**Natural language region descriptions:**
◆ ◆ ◆

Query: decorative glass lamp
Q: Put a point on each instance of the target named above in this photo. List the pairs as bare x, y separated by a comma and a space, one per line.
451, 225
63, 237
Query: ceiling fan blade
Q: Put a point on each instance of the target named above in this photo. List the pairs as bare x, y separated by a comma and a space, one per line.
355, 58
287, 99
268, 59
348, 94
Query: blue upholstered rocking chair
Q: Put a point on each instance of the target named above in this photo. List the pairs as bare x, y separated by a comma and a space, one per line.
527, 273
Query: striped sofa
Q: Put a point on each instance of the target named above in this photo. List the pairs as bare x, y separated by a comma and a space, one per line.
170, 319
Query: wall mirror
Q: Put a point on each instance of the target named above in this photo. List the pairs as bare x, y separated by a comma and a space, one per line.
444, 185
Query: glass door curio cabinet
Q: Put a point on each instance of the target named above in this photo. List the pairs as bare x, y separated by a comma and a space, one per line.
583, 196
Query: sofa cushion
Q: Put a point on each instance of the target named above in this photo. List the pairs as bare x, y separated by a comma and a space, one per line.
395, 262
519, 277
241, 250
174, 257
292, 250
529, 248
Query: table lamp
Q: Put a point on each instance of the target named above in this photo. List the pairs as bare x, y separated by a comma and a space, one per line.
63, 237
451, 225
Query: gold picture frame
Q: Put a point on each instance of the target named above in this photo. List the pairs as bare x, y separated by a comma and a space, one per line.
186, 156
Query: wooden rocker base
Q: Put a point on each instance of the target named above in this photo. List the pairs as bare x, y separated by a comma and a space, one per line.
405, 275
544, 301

◆ ◆ ◆

The word is "glass". Copy every line above where it appears.

**WRITTEN SOLUTION:**
Query: decorative glass lamp
Query: glass door curio cabinet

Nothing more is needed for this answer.